═══ PROVIDED DATA
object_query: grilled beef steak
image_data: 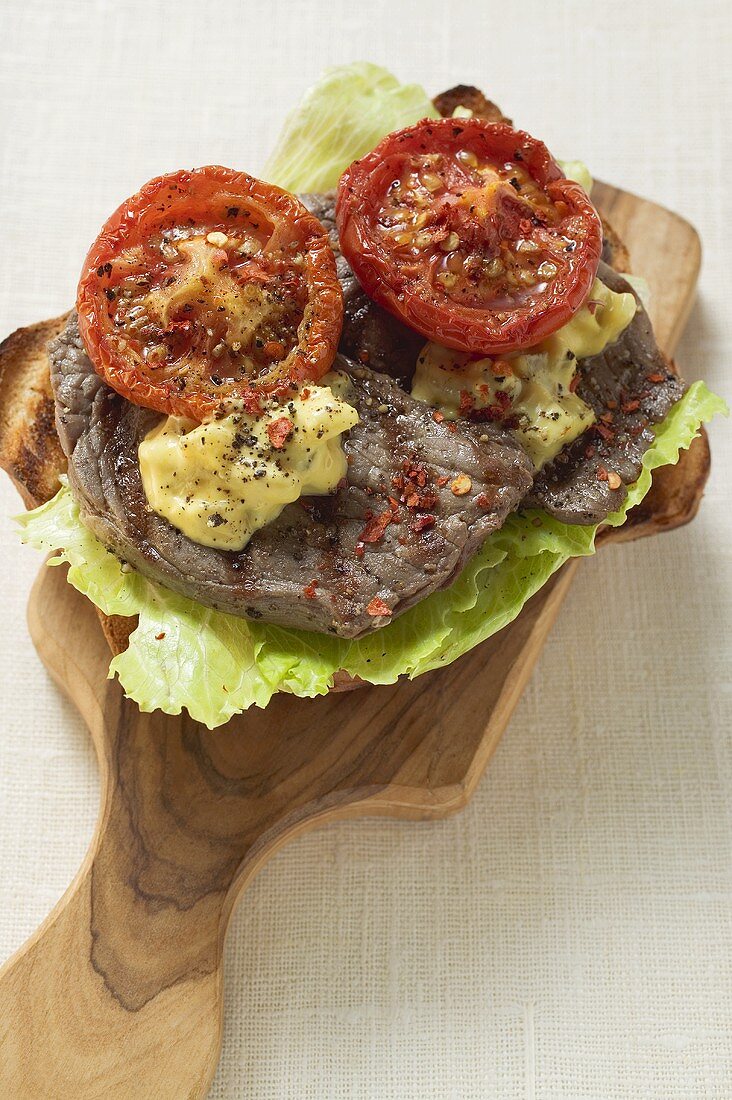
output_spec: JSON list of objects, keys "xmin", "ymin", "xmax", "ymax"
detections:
[
  {"xmin": 50, "ymin": 319, "xmax": 532, "ymax": 638},
  {"xmin": 301, "ymin": 195, "xmax": 684, "ymax": 524},
  {"xmin": 527, "ymin": 263, "xmax": 684, "ymax": 524}
]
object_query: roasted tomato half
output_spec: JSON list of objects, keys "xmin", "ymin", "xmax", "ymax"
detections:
[
  {"xmin": 76, "ymin": 167, "xmax": 343, "ymax": 420},
  {"xmin": 336, "ymin": 119, "xmax": 602, "ymax": 354}
]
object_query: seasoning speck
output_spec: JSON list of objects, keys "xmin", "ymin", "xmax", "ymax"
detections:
[{"xmin": 450, "ymin": 474, "xmax": 472, "ymax": 496}]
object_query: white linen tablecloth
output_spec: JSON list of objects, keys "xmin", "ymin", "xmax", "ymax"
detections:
[{"xmin": 0, "ymin": 0, "xmax": 732, "ymax": 1100}]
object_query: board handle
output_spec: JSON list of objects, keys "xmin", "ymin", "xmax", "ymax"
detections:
[{"xmin": 0, "ymin": 792, "xmax": 230, "ymax": 1100}]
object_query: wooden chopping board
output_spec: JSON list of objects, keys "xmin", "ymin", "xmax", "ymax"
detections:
[{"xmin": 0, "ymin": 185, "xmax": 709, "ymax": 1100}]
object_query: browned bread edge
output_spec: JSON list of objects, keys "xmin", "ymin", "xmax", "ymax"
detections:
[{"xmin": 0, "ymin": 85, "xmax": 710, "ymax": 660}]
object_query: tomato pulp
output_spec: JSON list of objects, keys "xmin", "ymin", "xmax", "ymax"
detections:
[
  {"xmin": 77, "ymin": 166, "xmax": 342, "ymax": 420},
  {"xmin": 336, "ymin": 119, "xmax": 602, "ymax": 354}
]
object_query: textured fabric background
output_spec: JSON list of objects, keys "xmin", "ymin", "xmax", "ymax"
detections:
[{"xmin": 0, "ymin": 0, "xmax": 732, "ymax": 1100}]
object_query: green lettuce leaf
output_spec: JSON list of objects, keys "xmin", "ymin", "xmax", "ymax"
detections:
[
  {"xmin": 262, "ymin": 62, "xmax": 438, "ymax": 191},
  {"xmin": 18, "ymin": 382, "xmax": 726, "ymax": 728}
]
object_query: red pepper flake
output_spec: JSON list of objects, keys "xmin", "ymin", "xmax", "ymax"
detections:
[
  {"xmin": 266, "ymin": 416, "xmax": 295, "ymax": 451},
  {"xmin": 241, "ymin": 389, "xmax": 264, "ymax": 416},
  {"xmin": 262, "ymin": 340, "xmax": 285, "ymax": 359},
  {"xmin": 367, "ymin": 596, "xmax": 392, "ymax": 618},
  {"xmin": 359, "ymin": 512, "xmax": 393, "ymax": 542},
  {"xmin": 450, "ymin": 474, "xmax": 472, "ymax": 496},
  {"xmin": 409, "ymin": 515, "xmax": 436, "ymax": 535},
  {"xmin": 163, "ymin": 320, "xmax": 193, "ymax": 337}
]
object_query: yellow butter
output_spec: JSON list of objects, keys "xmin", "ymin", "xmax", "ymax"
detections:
[
  {"xmin": 412, "ymin": 279, "xmax": 637, "ymax": 470},
  {"xmin": 139, "ymin": 374, "xmax": 359, "ymax": 550}
]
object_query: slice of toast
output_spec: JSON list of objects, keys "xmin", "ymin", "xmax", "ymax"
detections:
[
  {"xmin": 0, "ymin": 85, "xmax": 710, "ymax": 655},
  {"xmin": 0, "ymin": 292, "xmax": 710, "ymax": 655}
]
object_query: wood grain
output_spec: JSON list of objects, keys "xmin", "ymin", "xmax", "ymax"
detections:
[{"xmin": 0, "ymin": 187, "xmax": 708, "ymax": 1100}]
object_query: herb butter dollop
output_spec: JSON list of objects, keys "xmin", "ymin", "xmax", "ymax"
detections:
[
  {"xmin": 139, "ymin": 373, "xmax": 359, "ymax": 550},
  {"xmin": 412, "ymin": 279, "xmax": 637, "ymax": 470}
]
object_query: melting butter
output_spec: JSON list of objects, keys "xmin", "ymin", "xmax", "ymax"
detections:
[
  {"xmin": 412, "ymin": 279, "xmax": 637, "ymax": 470},
  {"xmin": 139, "ymin": 373, "xmax": 359, "ymax": 550}
]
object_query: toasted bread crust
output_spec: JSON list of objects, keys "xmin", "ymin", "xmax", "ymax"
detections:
[
  {"xmin": 0, "ymin": 314, "xmax": 68, "ymax": 508},
  {"xmin": 0, "ymin": 85, "xmax": 710, "ymax": 655}
]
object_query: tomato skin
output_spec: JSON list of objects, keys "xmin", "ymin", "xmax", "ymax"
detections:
[
  {"xmin": 76, "ymin": 165, "xmax": 343, "ymax": 420},
  {"xmin": 336, "ymin": 118, "xmax": 602, "ymax": 354}
]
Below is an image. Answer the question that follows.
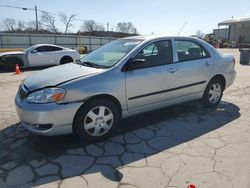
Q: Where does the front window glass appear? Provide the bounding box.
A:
[79,39,142,68]
[134,40,173,68]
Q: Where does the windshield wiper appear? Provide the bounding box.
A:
[77,61,101,68]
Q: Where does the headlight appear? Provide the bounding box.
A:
[27,88,66,104]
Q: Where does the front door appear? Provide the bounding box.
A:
[173,40,213,98]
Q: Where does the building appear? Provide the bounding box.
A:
[218,18,250,44]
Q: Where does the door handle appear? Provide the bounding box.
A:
[205,61,210,67]
[167,68,177,74]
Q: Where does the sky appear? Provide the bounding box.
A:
[0,0,250,36]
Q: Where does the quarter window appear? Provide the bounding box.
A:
[134,41,173,68]
[36,46,62,52]
[175,40,210,61]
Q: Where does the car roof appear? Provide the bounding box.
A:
[122,35,203,40]
[34,44,67,49]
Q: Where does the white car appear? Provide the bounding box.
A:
[0,44,80,71]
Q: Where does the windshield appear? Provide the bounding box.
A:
[79,39,142,68]
[23,46,36,52]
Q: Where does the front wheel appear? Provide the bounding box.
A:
[73,99,120,142]
[203,79,224,107]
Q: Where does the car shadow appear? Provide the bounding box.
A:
[0,101,240,186]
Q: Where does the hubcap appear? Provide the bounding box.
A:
[84,106,114,136]
[208,83,221,104]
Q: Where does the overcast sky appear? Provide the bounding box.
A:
[0,0,250,35]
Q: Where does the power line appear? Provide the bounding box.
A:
[0,4,115,29]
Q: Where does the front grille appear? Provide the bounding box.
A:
[19,85,28,100]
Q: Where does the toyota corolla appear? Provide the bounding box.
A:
[15,36,236,141]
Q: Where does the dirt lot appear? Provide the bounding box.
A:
[0,49,250,188]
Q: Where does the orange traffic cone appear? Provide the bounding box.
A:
[15,64,21,74]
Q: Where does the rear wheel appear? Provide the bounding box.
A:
[203,78,224,107]
[73,99,120,142]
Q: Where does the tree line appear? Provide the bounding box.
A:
[0,12,138,34]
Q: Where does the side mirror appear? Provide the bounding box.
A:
[125,59,146,71]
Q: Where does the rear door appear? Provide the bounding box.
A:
[126,40,178,113]
[173,39,213,97]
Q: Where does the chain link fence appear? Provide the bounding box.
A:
[0,33,116,51]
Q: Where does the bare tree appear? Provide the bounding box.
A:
[16,20,26,31]
[82,20,105,32]
[25,20,43,31]
[116,22,137,34]
[59,13,76,34]
[40,12,58,33]
[2,18,16,31]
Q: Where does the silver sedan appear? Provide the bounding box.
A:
[15,36,236,141]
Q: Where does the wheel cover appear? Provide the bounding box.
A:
[84,106,114,137]
[208,83,221,104]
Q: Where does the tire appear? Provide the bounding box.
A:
[60,56,73,65]
[73,99,120,142]
[203,78,224,108]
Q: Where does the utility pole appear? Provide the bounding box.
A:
[107,22,109,31]
[35,6,38,31]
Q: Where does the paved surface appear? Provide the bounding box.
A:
[0,50,250,188]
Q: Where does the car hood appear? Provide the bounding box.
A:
[0,51,25,57]
[23,63,104,92]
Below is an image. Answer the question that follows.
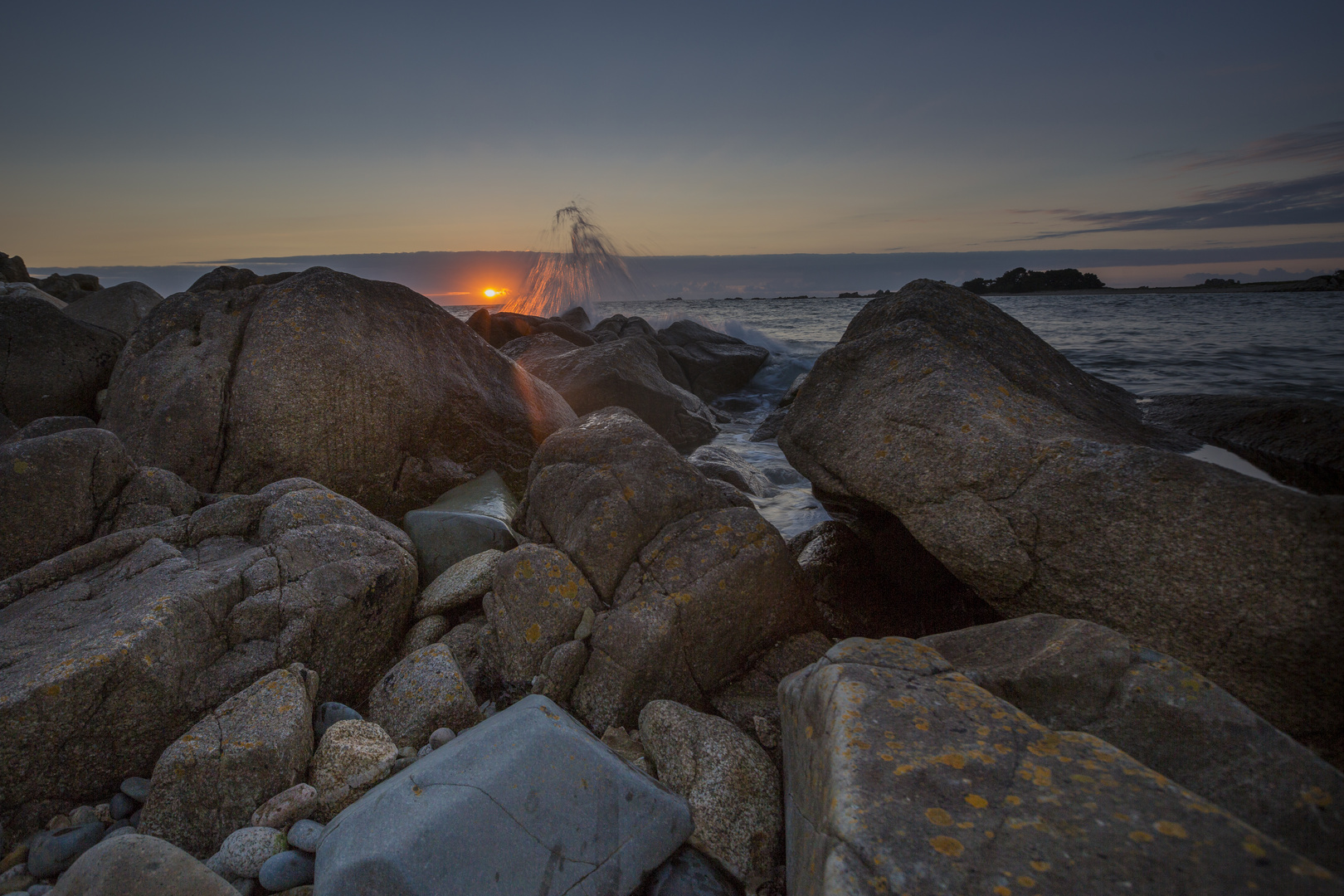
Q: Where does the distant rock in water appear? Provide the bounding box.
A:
[102,267,574,520]
[778,280,1344,759]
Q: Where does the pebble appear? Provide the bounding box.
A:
[28,821,104,880]
[210,827,285,877]
[313,703,364,744]
[288,818,327,853]
[251,785,317,830]
[256,849,313,891]
[108,794,139,821]
[121,778,149,803]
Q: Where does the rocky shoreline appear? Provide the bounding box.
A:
[0,268,1344,896]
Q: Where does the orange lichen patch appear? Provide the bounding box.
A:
[925,806,952,827]
[928,835,967,859]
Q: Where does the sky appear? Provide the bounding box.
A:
[0,0,1344,291]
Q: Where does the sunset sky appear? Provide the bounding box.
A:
[0,0,1344,287]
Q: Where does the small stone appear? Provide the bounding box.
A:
[286,818,327,853]
[70,806,98,826]
[108,794,139,821]
[256,849,313,891]
[574,607,597,640]
[211,827,286,877]
[28,822,104,880]
[251,785,317,830]
[313,703,364,743]
[121,778,149,803]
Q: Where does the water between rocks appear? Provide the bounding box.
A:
[447,291,1344,538]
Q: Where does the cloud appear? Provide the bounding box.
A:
[1027,171,1344,239]
[1184,121,1344,169]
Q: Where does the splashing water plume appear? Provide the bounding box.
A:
[504,204,635,321]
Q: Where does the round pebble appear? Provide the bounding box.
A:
[108,794,139,821]
[286,818,327,853]
[313,703,364,744]
[256,849,313,891]
[211,827,285,877]
[28,821,104,880]
[121,778,149,803]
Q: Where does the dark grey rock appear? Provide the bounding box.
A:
[98,267,574,520]
[316,694,691,896]
[313,701,364,743]
[28,821,104,880]
[402,470,518,583]
[644,846,742,896]
[778,280,1344,757]
[0,291,125,426]
[256,849,313,892]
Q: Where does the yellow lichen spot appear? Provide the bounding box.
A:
[1153,821,1190,840]
[928,835,967,859]
[925,806,952,827]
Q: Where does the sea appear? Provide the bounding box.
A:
[447,291,1344,538]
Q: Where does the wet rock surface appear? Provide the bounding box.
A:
[781,638,1340,894]
[316,696,691,896]
[780,280,1344,751]
[99,267,572,519]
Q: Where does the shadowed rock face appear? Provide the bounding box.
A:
[0,483,416,807]
[0,289,125,426]
[104,267,574,519]
[780,280,1344,750]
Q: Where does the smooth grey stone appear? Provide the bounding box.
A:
[108,794,139,821]
[402,470,518,582]
[644,846,742,896]
[314,694,694,896]
[313,703,364,748]
[256,849,313,892]
[121,778,149,803]
[286,818,325,853]
[28,822,104,880]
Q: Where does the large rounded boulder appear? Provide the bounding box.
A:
[98,267,574,519]
[780,280,1344,750]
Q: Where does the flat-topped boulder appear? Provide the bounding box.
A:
[778,280,1344,750]
[0,483,416,807]
[98,267,574,520]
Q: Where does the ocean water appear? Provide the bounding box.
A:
[449,293,1344,536]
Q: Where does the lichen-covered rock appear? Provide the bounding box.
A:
[136,664,317,859]
[780,638,1340,896]
[570,508,813,731]
[780,280,1344,748]
[308,720,397,825]
[416,549,504,619]
[0,483,416,811]
[640,700,783,892]
[47,833,238,896]
[524,407,728,601]
[0,429,136,582]
[98,267,574,520]
[921,612,1344,874]
[368,644,481,747]
[484,544,601,685]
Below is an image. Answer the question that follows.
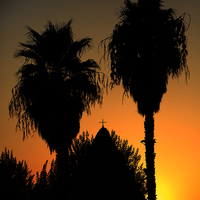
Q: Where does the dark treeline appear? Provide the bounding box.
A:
[0,131,147,200]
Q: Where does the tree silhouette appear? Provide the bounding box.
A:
[0,148,34,200]
[33,131,147,199]
[9,20,103,198]
[101,0,189,200]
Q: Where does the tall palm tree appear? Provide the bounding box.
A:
[102,0,189,200]
[9,20,103,198]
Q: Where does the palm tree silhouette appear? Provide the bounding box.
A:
[9,20,103,198]
[101,0,189,200]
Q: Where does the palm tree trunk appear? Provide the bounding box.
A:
[56,149,69,200]
[144,112,156,200]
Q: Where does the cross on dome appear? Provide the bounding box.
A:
[99,119,107,127]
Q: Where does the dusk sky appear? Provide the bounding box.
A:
[0,0,200,200]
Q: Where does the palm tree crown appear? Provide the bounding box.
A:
[9,20,103,151]
[103,0,189,116]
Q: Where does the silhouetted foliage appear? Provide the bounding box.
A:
[101,0,190,200]
[9,20,104,151]
[33,131,147,199]
[9,20,105,198]
[0,148,34,200]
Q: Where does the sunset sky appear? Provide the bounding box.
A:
[0,0,200,200]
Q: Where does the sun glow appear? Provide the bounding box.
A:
[156,179,175,200]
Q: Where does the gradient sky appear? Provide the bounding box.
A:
[0,0,200,200]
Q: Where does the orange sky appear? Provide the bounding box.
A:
[0,0,200,200]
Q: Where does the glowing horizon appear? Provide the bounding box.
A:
[0,0,200,200]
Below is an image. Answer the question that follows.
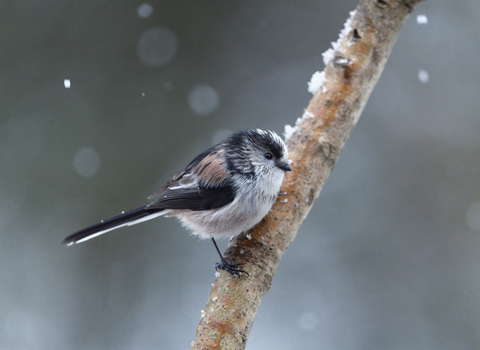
══════
TASK DESCRIPTION: Reproduce the lines from the line with "Q: Where does the shadowed" up to and including the line with "[103,0,189,116]", substituting "coconut palm" for every "palm tree" and changing nothing else. Leave the pictures out.

FINAL ANSWER:
Q: Where does the shadowed rock face appear? Provide the bounding box.
A:
[0,483,416,807]
[0,289,125,426]
[104,267,574,519]
[780,280,1344,750]
Q: Where does the smooth grey stone appear? Provide the bounding box.
A:
[108,794,139,821]
[402,470,518,582]
[644,846,742,896]
[314,694,694,896]
[313,703,364,748]
[256,849,313,892]
[121,778,149,803]
[286,818,325,853]
[28,822,104,880]
Q: Where does the large rounded boulder appear? Provide the bounding box.
A:
[98,267,574,519]
[780,280,1344,750]
Q: Where does the flat-topped boulder appear? Provide the bounding box.
A:
[778,280,1344,750]
[0,483,416,807]
[98,267,574,520]
Q: Where does the ocean water appear? Provide the bounding box.
A:
[449,293,1344,536]
Q: Where does the lichen-covered rock appear? Provide the bounding box.
A:
[136,664,317,859]
[780,638,1340,896]
[570,508,813,731]
[780,280,1344,748]
[308,720,397,825]
[416,549,504,619]
[0,483,416,811]
[640,700,783,892]
[47,833,238,896]
[524,407,728,601]
[0,429,136,582]
[98,267,574,520]
[921,612,1344,874]
[368,644,481,747]
[484,544,601,685]
Below is an image. Answer the question that follows.
Q: Where does the dark treeline appear? Provide the bounding box.
A:
[0,131,147,200]
Q: Where does the tree silhouette appear? Provide the bounding box.
A:
[0,148,34,200]
[33,131,147,199]
[9,20,103,198]
[101,0,189,200]
Q: Where does the tall coconut palm appear? Provide the bounding box.
A:
[102,0,189,200]
[9,20,103,198]
Q: Where does the coconut palm silhouette appear? Provide the bounding box.
A:
[9,20,103,198]
[101,0,189,200]
Q: Where does the coconut palm trunk appear? Provide the bounding box.
A:
[56,149,69,200]
[144,112,156,200]
Q: Where does the cross on dome appear? Provide the bounding box.
A:
[99,119,107,127]
Q: Where does the dusk sky appear? Provide the bounding box.
A:
[0,0,200,200]
Q: Where does the coconut palm crown appear? Provide the bounding box.
A:
[9,20,103,151]
[103,0,189,116]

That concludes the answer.